▶ **Required task**
Pull out each line of the data below that contains the word "baby". Case counts.

▶ **Stored rows**

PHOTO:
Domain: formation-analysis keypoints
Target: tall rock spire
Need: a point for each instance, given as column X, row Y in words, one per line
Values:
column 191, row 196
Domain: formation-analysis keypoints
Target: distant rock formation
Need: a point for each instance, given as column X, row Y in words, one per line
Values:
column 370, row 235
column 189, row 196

* * *

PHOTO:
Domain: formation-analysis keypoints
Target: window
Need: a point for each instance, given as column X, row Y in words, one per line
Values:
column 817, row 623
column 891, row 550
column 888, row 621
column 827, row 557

==

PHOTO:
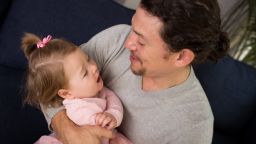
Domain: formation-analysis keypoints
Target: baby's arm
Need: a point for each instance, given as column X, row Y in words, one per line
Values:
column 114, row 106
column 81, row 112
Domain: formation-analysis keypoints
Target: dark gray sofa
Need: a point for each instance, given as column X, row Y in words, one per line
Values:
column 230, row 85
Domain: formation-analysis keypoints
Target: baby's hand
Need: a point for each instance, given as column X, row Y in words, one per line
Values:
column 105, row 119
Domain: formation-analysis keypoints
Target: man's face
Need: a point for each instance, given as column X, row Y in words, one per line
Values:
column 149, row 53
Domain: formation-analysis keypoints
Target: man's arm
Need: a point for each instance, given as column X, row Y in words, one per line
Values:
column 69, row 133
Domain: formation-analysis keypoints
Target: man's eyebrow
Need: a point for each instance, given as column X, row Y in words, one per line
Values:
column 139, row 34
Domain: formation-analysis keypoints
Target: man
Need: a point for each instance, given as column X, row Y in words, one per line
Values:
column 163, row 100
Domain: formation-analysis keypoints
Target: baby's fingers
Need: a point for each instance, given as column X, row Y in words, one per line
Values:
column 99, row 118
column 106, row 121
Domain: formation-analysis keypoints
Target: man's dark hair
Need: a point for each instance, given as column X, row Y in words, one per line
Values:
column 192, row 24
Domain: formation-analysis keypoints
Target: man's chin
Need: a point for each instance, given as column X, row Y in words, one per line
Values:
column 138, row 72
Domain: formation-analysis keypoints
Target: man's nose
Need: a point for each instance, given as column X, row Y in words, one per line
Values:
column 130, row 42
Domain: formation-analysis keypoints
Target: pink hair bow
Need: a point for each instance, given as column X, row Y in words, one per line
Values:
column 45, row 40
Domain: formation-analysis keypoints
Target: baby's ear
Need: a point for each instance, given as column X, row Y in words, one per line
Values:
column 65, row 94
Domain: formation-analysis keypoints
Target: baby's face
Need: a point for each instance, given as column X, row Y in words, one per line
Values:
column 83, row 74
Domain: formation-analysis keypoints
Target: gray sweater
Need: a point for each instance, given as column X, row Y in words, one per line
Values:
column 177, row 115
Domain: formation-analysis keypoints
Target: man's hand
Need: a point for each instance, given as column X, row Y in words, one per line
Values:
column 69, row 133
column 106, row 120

▶ **Reply to the task**
Target: baby's arm
Target: baby's hand
Target: baby's fingers
Target: baby's ear
Target: baby's face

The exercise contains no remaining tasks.